## PROBLEM TO SOLVE
Retype the data exactly, so that every line matches the original.

(Spatial localization data)
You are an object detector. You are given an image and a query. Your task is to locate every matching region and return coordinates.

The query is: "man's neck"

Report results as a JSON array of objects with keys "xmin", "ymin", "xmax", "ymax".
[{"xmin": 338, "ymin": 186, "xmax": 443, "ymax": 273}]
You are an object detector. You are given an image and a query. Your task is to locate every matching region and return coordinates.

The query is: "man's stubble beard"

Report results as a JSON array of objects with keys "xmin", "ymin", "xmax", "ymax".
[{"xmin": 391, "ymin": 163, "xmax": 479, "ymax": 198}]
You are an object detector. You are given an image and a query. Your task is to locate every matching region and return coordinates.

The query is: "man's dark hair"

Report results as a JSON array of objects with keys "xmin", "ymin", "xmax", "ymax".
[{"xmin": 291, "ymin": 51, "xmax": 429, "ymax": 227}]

## EXERCISE SOLUTION
You are an object detector. You are given an image and a query. Your task is to locate every matching region and return coordinates.

The query is: "man's neck"

Report results as a JSON array of objects with keys "xmin", "ymin", "xmax", "ymax".
[{"xmin": 338, "ymin": 186, "xmax": 443, "ymax": 273}]
You are an object detector. You are given an image and a query. Your task is to locate every matching region and return coordinates.

The query is: "man's stubble beard"

Report results as a JSON array of objects with keys "xmin", "ymin", "xmax", "ymax".
[{"xmin": 391, "ymin": 163, "xmax": 479, "ymax": 198}]
You are an object detector. You are given an image and a query. Your task is to locate every matching region and return coordinates.

The query is: "man's dark hair"

Report results as a JSON array of objects with keys "xmin", "ymin", "xmax", "ymax".
[{"xmin": 291, "ymin": 51, "xmax": 429, "ymax": 227}]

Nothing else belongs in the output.